Farinha pouca
Açodamento de Doria gera debate desinformado em torno de produto feito com sobras de alimentos, antes de haver política para seu uso
A controvérsia em torno da farinata promovida pelo prefeito João Doria (PSDB) reúne, em realidade, escassa substância. Tratase de uma ideia defensável, mas apresentada como solução para uma carência inexistente —ou, no mínimo, mal definida.
Ninguém há de negar que diminuir o desperdício de comida constitui um propósito racional e elogiável. Segundo a prefeitura paulistana, só nas feiras livres da capital se jogam fora diariamente 160 toneladas de alimentos in natura.
Supermercados e indústrias também podem precisar descartar produtos em vias de perder a validade.
Tal é o alvo do processo de desidratação proposto pela Plataforma Sinergia, organização sem fins lucrativos ligada a grupos católicos da qual pouco se ouvira falar até que Doria gravasse vídeo elogiando um biscoito farináceo feito com o granulado.
O produto logo seria depreciado como “ração” por adversários do prefeito, assim como por nutricionistas e celebridades “gourmet” que se precipitaram nas críticas sem saber ao certo o que deploravam. A maior parcela de culpa por esse debate desinformado, contudo, cabe ao próprio prefeito.
Doria prometeu distribuir até o fim do mês a farinata —que nem começou a ser produzida em escala industrial— para famílias pobres. Em seguida, disse que iria incluí-la na merenda escolar, desistindo depois. Em seu açodamento, deixou patente que não tem plano concreto algum para o preparado.

## Linhas fornecidas
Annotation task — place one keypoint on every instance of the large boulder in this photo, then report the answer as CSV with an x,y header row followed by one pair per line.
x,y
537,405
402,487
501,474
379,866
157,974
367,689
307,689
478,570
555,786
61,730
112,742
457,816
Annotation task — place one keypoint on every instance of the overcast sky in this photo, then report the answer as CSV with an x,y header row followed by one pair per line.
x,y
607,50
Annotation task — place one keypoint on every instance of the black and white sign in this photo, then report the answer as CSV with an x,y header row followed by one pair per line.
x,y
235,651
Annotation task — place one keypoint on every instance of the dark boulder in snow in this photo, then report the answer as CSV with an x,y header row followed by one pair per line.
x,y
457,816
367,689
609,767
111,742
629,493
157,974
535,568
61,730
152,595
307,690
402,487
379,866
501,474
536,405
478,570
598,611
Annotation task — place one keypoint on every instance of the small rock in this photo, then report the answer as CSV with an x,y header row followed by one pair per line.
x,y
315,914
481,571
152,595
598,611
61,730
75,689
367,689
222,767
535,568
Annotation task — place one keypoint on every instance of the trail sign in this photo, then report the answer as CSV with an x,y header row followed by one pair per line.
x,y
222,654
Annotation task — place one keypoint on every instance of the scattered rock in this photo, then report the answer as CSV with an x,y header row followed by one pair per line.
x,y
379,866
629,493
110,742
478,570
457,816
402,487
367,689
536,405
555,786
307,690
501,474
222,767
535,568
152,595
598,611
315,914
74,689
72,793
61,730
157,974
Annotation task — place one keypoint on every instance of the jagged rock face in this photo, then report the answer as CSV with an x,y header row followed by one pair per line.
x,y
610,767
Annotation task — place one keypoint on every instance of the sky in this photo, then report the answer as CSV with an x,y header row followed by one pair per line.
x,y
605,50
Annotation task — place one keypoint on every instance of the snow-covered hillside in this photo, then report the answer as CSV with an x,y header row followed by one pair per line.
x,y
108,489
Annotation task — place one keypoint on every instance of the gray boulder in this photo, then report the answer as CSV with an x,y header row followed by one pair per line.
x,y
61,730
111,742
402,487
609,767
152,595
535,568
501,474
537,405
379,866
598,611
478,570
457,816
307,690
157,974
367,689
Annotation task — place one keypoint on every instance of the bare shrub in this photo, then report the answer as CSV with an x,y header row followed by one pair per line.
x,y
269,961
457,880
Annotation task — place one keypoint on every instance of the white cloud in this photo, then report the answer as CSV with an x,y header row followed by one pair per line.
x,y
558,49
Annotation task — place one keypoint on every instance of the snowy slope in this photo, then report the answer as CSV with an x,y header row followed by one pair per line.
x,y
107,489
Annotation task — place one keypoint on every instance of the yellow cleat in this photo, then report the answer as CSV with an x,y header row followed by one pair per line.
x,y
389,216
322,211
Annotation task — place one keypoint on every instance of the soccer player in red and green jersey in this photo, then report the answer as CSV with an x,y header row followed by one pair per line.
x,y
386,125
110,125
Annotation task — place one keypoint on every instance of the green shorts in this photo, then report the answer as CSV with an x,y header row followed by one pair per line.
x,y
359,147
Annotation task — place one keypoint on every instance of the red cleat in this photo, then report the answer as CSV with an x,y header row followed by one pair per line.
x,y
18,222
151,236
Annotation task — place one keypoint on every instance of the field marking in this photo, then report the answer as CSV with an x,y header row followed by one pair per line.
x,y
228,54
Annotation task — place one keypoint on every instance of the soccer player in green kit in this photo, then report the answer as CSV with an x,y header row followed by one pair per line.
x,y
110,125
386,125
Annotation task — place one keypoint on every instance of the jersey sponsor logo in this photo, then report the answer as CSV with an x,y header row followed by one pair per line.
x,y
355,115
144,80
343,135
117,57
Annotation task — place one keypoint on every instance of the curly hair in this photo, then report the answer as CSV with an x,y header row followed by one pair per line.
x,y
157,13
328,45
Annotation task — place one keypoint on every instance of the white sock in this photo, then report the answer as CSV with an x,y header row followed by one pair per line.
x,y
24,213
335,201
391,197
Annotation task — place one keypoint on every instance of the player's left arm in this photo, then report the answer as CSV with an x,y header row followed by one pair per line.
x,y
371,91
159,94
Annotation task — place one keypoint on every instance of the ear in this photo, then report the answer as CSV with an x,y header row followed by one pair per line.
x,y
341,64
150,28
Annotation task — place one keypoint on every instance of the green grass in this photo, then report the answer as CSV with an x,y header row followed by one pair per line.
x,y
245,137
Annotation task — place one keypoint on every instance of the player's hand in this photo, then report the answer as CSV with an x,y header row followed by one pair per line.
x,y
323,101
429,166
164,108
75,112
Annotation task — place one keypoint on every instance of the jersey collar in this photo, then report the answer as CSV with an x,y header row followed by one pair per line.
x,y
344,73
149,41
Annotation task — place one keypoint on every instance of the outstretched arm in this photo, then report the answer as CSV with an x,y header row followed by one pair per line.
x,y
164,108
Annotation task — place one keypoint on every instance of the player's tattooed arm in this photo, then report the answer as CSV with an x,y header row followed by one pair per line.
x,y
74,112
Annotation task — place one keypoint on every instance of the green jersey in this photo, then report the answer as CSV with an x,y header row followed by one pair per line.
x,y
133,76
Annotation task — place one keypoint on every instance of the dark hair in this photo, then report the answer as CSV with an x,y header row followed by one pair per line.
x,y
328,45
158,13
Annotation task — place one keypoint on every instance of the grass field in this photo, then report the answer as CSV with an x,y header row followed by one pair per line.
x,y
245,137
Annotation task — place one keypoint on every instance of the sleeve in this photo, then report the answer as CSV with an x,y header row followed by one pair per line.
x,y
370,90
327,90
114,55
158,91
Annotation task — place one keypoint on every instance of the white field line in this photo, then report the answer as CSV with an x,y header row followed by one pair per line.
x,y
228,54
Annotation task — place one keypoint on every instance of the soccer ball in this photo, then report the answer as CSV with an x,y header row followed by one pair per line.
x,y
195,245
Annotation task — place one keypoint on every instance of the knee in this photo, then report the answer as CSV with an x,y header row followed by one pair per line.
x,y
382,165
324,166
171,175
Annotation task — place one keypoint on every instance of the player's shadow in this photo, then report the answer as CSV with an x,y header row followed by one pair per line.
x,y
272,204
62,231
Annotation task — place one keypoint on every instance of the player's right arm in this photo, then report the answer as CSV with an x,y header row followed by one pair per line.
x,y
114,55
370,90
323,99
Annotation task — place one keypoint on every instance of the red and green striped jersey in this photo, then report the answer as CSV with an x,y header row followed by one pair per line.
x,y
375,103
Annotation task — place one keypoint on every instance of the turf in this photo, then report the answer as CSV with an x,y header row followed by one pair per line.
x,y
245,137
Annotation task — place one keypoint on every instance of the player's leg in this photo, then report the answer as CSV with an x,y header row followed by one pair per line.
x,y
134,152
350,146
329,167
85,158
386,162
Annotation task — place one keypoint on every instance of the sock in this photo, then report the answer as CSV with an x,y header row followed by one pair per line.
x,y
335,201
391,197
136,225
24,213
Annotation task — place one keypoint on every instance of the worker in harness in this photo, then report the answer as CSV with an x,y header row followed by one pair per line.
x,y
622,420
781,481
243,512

## O exercício
Reproduza, sem alterações, o trecho do texto sobre a farinata que começa em "Doria prometeu distribuir" e segue até "para o preparado.". As linhas formam um material à parte, sem ligação com o texto.

## Resposta da tarefa
Doria prometeu distribuir até o fim do mês a farinata —que nem começou a ser produzida em escala industrial— para famílias pobres. Em seguida, disse que iria incluí-la na merenda escolar, desistindo depois. Em seu açodamento, deixou patente que não tem plano concreto algum para o preparado.